• Direction: Please locate each row below that contains the string "gray" and copy those rows in full. Case counts when matching.

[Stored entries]
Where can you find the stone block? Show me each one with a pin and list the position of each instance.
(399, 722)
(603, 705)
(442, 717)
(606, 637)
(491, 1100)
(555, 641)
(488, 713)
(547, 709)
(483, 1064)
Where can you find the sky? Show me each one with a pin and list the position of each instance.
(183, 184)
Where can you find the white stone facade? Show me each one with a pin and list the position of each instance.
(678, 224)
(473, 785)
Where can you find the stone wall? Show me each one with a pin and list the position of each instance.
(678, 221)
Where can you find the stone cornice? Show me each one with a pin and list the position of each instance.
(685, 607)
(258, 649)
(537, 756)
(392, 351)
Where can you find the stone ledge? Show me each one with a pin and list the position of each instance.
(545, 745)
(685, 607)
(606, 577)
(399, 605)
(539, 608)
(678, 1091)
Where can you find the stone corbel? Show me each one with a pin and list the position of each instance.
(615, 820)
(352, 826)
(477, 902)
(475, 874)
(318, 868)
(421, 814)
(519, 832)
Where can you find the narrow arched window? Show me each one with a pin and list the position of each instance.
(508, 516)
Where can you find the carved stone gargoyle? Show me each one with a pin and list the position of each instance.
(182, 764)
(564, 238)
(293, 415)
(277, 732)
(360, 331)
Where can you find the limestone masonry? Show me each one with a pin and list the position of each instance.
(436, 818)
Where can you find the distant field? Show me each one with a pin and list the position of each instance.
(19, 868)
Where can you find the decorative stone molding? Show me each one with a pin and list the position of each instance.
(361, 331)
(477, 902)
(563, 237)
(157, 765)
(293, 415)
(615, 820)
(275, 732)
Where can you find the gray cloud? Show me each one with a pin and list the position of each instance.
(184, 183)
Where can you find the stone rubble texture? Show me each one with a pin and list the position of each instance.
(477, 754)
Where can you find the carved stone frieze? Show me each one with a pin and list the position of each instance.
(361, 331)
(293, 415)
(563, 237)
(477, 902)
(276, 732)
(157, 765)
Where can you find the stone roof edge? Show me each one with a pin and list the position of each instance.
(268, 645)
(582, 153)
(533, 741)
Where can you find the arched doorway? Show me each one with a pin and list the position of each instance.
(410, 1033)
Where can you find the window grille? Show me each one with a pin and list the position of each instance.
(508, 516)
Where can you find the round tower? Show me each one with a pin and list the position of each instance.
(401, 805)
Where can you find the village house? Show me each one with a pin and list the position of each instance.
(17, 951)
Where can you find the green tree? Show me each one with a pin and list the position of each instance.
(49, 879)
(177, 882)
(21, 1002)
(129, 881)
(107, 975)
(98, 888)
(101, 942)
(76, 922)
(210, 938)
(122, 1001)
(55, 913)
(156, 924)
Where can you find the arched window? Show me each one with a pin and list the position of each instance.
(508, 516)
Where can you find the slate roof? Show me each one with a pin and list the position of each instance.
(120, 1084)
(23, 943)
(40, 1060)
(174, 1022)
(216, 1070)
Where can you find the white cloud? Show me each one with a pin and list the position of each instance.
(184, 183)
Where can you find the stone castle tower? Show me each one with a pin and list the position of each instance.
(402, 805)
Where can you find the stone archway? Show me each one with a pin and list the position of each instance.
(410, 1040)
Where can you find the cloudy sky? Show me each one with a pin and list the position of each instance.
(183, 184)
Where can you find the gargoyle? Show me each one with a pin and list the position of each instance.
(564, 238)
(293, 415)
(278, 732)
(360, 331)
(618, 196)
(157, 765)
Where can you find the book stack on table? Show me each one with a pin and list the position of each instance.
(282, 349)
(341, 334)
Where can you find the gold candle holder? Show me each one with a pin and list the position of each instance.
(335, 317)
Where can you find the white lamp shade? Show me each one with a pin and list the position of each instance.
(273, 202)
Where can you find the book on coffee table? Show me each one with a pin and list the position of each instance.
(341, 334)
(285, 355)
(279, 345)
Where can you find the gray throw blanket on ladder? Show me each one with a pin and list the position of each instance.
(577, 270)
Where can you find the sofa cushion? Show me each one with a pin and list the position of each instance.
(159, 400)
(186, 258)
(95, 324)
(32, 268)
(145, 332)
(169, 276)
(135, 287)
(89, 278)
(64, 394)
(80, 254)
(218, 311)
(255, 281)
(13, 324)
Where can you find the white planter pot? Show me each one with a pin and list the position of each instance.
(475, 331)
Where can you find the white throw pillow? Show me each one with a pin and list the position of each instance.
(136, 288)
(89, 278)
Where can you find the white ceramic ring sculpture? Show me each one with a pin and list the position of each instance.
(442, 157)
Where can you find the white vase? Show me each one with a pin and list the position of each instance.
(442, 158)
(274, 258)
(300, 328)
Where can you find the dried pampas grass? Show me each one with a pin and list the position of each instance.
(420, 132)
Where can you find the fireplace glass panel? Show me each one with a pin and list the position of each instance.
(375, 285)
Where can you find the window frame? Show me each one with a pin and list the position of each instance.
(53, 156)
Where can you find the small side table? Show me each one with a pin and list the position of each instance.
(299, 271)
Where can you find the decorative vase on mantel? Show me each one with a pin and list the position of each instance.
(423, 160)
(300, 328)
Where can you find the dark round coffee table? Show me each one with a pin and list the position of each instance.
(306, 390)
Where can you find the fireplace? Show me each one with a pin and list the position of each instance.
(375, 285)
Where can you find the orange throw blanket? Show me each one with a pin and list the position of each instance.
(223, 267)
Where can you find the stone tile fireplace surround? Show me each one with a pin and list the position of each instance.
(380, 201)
* * *
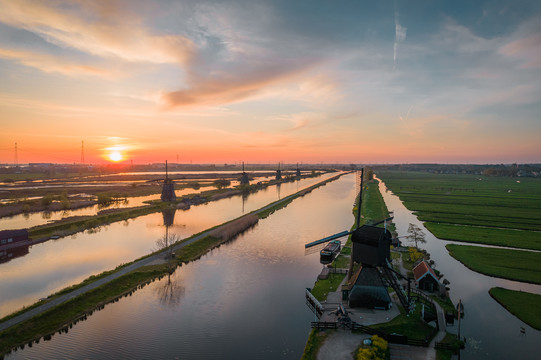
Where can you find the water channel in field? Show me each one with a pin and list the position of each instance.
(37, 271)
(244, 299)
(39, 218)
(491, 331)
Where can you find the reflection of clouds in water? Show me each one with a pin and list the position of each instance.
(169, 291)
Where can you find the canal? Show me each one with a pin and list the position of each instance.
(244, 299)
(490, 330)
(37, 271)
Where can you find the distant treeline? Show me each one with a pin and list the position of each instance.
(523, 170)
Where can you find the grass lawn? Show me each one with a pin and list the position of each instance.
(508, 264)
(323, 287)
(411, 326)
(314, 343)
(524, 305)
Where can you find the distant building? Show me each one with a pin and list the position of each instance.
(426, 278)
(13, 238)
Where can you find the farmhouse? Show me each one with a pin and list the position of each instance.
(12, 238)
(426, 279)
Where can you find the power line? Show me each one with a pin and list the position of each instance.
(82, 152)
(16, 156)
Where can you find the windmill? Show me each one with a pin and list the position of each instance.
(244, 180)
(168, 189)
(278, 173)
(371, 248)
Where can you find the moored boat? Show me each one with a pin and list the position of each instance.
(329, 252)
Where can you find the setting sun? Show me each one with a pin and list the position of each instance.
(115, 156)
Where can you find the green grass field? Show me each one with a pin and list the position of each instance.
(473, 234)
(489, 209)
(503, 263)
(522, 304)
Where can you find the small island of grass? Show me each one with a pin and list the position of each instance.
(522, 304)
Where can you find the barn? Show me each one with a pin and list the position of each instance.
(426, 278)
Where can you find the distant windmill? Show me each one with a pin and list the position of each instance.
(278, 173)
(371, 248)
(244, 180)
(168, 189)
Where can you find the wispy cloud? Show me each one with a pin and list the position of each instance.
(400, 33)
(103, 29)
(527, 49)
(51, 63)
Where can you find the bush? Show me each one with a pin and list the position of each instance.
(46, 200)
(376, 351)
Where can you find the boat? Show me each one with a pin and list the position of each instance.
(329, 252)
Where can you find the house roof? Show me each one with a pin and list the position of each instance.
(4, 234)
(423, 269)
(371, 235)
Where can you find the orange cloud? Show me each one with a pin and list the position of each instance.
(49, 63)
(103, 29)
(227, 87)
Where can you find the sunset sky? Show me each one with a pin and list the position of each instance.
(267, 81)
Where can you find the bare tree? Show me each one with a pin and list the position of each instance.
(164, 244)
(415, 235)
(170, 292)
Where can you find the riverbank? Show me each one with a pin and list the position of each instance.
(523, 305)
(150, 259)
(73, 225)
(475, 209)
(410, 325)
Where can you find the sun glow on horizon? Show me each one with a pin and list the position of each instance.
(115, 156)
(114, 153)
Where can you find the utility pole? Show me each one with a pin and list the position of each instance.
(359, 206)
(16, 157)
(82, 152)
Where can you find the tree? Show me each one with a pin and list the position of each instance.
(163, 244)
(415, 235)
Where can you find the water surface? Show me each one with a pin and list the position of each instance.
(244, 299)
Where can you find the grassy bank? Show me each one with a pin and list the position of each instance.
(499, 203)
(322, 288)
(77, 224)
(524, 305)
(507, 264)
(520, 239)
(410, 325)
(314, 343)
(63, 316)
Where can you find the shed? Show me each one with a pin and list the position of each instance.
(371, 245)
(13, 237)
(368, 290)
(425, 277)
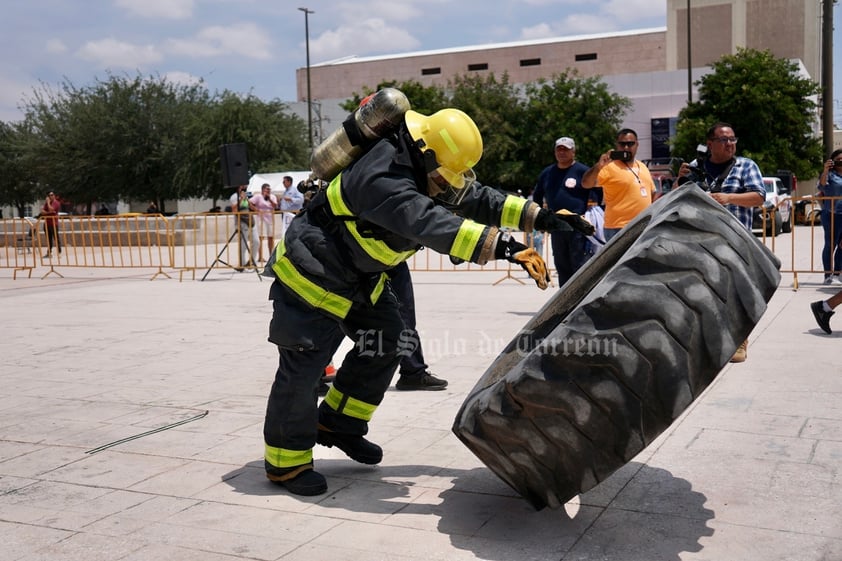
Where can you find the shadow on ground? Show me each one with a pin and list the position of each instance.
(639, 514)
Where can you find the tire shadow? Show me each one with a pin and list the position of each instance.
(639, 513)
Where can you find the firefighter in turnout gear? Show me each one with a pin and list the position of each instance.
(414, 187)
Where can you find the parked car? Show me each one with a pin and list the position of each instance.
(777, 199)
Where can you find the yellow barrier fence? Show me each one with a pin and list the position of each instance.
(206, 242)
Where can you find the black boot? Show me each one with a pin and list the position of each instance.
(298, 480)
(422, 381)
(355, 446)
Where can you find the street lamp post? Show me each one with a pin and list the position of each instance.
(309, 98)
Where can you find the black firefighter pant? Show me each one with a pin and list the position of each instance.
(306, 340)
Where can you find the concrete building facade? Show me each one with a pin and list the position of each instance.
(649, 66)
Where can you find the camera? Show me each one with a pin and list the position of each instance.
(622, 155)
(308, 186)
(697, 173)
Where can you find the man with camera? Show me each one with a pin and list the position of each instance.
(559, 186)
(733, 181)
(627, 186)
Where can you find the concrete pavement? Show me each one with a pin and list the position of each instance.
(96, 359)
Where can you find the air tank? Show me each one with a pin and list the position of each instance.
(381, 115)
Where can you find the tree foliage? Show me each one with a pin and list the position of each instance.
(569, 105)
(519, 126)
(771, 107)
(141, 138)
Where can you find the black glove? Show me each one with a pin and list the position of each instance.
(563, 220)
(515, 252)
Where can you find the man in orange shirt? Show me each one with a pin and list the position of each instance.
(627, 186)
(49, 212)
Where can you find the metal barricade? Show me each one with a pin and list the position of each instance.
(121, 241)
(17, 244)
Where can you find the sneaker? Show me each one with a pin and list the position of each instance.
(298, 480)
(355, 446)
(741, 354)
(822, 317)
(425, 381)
...
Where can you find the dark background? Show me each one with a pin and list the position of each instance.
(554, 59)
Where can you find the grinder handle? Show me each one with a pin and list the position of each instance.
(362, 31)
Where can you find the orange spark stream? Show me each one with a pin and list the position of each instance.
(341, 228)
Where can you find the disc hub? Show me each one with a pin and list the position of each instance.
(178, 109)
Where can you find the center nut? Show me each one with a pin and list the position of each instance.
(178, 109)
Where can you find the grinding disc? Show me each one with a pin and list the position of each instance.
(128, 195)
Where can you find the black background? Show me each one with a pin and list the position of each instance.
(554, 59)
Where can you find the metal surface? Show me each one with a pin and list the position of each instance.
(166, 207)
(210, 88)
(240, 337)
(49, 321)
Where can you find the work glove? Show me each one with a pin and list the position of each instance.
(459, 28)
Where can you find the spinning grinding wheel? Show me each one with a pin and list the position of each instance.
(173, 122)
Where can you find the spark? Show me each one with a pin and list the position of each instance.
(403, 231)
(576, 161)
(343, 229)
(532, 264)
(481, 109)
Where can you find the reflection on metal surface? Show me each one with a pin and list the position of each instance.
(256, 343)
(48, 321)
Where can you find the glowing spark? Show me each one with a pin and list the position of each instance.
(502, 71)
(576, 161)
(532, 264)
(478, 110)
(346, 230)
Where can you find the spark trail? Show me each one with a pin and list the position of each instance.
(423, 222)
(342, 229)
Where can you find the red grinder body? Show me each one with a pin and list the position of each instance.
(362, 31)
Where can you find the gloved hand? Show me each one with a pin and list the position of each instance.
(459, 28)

• Answer to this exercise:
Where can you find the gray cloud? Show me each one with a pin and list the position of each instance.
Where can you find the gray throw blanket on ladder? Show me each one with a pin and list the position of each instance.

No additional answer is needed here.